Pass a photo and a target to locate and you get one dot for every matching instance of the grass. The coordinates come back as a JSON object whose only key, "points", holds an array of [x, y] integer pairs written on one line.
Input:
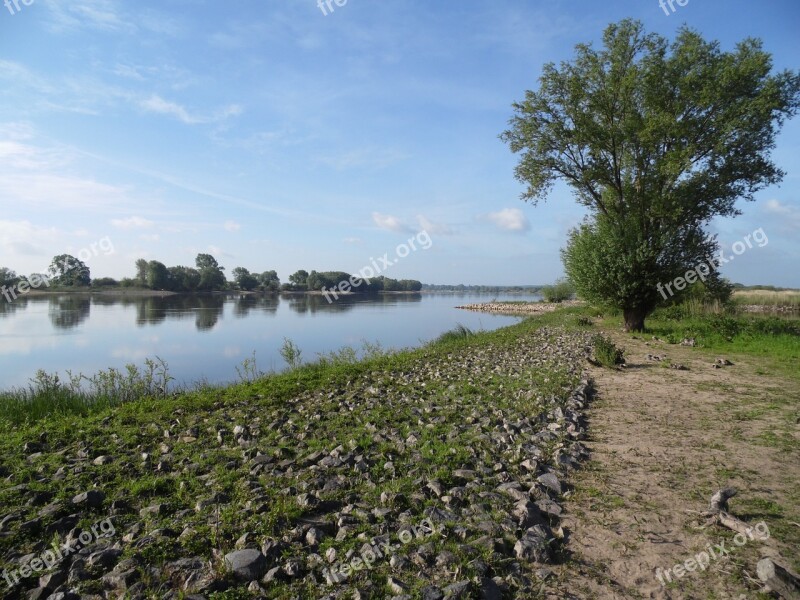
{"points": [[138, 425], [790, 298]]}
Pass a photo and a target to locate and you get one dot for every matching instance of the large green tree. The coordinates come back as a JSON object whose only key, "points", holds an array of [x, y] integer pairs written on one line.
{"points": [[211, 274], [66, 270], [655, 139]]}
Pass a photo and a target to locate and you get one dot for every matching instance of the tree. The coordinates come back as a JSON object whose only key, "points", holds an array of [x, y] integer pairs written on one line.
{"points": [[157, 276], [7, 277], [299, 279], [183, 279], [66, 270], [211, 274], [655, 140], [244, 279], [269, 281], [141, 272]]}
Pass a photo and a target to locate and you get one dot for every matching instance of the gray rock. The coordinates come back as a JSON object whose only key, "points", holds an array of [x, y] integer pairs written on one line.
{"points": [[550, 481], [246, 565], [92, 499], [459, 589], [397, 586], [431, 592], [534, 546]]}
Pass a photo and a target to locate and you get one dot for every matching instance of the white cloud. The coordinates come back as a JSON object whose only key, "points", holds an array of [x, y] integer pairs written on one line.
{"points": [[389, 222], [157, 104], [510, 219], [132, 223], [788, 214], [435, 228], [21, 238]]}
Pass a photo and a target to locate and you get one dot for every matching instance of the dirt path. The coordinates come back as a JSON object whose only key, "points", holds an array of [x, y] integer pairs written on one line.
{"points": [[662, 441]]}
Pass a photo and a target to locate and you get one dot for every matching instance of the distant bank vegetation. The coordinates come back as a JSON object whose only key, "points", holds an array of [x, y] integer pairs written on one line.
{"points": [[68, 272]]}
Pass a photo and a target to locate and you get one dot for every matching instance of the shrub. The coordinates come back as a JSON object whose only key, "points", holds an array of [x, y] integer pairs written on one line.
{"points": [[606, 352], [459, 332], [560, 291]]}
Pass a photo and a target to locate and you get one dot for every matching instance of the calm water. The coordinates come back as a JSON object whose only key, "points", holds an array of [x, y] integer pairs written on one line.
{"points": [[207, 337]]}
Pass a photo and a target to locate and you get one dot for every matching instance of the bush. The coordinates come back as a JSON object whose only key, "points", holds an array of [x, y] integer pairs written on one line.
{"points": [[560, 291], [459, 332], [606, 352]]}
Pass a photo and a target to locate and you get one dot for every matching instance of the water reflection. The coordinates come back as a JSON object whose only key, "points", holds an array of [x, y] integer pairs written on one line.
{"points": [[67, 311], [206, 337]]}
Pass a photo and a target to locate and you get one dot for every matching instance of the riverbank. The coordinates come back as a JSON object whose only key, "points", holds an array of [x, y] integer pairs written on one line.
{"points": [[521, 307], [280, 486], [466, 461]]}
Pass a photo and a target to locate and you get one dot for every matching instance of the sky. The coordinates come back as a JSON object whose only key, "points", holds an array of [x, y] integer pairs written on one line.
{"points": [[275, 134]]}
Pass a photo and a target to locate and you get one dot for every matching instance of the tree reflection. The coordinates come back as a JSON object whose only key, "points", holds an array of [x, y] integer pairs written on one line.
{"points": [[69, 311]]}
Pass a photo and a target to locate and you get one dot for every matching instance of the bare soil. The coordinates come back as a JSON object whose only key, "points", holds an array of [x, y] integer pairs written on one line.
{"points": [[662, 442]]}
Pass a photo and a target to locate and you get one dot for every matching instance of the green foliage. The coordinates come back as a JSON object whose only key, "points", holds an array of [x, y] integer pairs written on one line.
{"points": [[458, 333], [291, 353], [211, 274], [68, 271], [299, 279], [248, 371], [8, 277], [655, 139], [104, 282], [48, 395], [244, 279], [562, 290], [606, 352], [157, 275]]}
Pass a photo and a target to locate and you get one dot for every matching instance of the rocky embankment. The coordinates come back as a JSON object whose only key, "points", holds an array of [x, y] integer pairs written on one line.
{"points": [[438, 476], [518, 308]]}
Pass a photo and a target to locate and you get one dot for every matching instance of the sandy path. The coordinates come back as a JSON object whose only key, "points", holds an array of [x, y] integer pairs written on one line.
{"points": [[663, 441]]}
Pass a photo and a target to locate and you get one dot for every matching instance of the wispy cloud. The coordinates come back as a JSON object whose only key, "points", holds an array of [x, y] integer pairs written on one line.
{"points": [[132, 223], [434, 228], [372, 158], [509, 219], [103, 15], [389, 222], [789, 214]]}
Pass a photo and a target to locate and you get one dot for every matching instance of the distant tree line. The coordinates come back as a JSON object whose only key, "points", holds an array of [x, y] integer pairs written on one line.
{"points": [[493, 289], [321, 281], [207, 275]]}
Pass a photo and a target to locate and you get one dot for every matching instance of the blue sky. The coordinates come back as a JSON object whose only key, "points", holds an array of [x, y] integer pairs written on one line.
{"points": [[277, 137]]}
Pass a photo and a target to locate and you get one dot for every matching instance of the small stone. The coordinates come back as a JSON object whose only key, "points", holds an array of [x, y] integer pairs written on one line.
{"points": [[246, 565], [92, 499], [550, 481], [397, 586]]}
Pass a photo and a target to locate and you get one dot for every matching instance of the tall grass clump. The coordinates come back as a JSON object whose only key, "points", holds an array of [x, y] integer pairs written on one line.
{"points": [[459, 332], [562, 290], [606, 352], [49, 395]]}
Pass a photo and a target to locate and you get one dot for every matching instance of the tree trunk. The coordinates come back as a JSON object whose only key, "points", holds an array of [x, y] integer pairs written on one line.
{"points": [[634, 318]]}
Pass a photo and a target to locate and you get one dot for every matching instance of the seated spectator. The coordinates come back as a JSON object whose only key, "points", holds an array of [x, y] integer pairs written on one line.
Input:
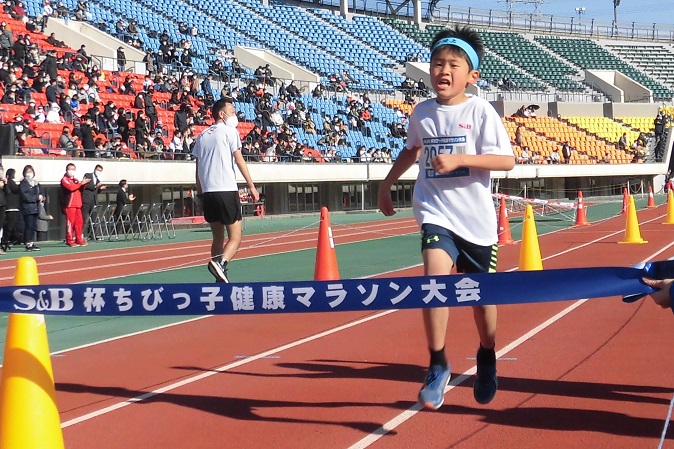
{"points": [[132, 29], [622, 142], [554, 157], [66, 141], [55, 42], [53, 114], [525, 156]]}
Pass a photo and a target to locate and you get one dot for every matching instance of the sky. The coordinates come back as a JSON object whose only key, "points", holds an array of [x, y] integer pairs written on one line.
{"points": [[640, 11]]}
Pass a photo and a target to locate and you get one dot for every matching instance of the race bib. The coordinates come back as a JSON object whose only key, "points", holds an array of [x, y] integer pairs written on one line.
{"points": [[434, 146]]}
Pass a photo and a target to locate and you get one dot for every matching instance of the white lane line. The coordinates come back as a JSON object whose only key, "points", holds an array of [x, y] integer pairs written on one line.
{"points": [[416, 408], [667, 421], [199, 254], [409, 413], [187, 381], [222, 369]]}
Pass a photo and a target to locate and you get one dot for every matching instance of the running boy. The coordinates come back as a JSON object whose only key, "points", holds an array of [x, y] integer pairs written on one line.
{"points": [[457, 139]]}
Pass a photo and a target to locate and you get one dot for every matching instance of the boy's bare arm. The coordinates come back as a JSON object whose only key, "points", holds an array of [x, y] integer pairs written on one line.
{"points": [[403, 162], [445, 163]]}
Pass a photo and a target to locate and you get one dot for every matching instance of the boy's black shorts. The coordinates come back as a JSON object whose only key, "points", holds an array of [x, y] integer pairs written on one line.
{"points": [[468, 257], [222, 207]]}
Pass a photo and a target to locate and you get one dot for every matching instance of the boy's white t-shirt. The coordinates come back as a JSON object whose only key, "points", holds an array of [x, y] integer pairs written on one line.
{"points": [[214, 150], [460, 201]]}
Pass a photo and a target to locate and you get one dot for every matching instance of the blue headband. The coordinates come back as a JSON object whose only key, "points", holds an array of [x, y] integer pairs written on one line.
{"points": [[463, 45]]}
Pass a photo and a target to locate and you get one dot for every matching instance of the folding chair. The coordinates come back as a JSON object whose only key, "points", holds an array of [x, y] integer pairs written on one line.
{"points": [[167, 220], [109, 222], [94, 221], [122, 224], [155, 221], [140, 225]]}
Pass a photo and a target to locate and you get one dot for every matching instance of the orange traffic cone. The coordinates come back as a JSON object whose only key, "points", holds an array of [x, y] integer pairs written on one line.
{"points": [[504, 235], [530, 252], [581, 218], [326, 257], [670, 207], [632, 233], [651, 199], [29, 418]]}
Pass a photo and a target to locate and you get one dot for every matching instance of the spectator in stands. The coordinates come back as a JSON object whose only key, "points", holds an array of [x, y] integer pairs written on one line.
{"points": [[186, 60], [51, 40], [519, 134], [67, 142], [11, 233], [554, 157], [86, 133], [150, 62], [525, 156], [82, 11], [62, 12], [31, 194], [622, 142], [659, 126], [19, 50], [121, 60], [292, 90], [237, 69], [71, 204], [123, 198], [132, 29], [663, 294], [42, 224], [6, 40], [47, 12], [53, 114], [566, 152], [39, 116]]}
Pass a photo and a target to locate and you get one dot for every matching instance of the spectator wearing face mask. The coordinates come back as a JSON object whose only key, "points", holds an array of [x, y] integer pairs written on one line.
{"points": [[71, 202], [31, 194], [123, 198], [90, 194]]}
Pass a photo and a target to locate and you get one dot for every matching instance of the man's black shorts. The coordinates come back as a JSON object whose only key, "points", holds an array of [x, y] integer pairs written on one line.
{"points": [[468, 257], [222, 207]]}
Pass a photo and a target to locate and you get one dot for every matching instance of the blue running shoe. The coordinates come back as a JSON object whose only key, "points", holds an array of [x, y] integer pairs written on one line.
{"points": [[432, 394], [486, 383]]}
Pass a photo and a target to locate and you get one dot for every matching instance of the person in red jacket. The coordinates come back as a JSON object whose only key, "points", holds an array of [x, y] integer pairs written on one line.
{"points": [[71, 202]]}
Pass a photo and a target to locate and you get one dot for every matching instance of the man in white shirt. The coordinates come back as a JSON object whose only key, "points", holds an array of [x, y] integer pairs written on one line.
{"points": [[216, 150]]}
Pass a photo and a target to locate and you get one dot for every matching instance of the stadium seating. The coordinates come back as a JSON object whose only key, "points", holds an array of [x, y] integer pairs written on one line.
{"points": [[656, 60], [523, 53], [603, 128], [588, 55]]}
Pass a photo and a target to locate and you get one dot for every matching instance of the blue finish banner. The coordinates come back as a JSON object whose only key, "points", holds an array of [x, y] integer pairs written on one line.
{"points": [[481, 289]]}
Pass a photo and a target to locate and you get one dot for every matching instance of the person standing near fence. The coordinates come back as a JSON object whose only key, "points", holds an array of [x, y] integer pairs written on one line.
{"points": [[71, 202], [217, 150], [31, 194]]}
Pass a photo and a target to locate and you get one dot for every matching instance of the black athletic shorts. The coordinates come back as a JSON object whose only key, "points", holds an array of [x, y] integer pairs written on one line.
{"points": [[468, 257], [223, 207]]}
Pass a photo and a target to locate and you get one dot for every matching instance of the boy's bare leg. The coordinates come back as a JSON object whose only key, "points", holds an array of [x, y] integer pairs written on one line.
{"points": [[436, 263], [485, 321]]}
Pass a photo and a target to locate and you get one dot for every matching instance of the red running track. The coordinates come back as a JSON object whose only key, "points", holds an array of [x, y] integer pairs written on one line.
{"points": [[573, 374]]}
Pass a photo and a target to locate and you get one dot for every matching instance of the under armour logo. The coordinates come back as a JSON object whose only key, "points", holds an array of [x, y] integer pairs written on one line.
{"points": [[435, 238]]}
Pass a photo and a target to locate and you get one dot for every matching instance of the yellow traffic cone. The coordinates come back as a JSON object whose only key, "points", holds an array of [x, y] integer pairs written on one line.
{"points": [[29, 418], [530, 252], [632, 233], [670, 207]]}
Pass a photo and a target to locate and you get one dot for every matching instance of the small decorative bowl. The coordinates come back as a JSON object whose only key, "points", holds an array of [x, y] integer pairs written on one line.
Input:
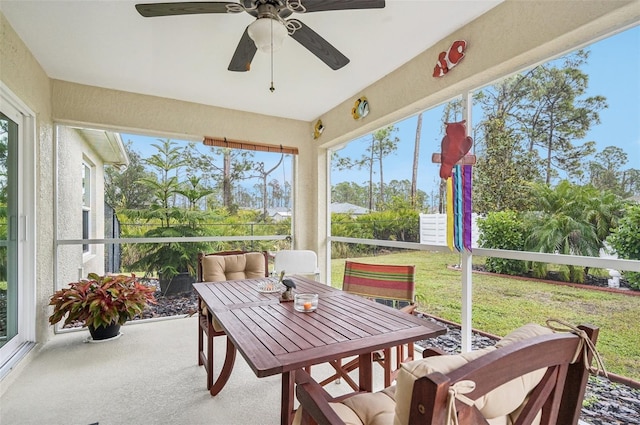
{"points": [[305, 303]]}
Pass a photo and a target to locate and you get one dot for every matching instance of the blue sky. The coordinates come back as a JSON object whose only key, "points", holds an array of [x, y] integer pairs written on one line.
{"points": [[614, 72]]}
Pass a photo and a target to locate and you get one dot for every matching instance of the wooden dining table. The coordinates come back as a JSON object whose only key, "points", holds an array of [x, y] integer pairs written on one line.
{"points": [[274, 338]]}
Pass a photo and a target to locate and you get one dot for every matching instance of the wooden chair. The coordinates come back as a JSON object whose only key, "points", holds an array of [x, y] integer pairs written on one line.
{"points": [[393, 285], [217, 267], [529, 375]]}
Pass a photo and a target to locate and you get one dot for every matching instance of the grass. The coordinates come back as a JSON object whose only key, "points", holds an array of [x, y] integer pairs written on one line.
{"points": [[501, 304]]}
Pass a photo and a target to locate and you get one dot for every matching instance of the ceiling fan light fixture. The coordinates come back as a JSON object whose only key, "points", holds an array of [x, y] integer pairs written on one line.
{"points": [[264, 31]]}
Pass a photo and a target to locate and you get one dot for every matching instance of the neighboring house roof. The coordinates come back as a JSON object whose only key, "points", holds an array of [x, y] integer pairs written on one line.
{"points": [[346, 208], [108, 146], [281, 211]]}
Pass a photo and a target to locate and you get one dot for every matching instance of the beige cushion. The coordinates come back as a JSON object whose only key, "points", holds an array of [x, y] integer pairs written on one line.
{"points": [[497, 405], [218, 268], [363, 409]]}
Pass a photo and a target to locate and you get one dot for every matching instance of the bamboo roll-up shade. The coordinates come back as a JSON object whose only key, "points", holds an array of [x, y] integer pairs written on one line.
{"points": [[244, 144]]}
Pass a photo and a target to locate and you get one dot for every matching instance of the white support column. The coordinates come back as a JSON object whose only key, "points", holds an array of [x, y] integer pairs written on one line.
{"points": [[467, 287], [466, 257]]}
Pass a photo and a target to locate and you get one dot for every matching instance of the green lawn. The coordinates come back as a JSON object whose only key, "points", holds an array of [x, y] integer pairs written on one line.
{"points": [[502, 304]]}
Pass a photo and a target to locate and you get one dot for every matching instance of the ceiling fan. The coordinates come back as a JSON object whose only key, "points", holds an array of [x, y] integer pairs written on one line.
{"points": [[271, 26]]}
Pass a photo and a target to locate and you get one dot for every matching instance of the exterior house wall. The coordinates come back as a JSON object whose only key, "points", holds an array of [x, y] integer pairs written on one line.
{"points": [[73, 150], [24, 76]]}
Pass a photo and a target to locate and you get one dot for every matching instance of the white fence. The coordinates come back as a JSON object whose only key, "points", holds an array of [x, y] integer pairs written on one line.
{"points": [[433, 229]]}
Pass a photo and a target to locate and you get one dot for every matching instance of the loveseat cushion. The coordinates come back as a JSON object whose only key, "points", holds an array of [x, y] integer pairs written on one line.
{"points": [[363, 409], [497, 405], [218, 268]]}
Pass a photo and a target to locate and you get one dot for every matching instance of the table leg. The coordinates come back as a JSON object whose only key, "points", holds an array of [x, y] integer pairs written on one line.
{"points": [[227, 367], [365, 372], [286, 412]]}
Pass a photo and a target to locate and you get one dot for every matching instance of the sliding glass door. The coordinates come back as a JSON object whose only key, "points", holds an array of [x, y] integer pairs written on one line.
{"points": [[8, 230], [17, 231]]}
-----
Copy the records verbatim, starting at the line that contains "of the loveseat" and ending at the end of the records, with both ends included.

Pass a photo and a target to locate and you get one dot for every matching instance of the loveseat cushion. The coordinates come back as a JSON object whose only key, "points", holds an array of [x, y] integer pairs written on one line.
{"points": [[363, 409], [497, 405], [218, 268]]}
Pass a photo and a target to locate and you get one dot for every matching instance of the table leg. The coordinates come back as a JSON object whose only key, "points", holds an array of [x, y] integer pairs written on one line.
{"points": [[227, 367], [365, 372], [286, 412]]}
Pass a photo and a target to locate and you get one dot for every matching instance of the sliding glass door. The coordinates come back as a JSON object whose only key, "points", holds an array of [x, y] integer pairs written on one line.
{"points": [[8, 230], [17, 231]]}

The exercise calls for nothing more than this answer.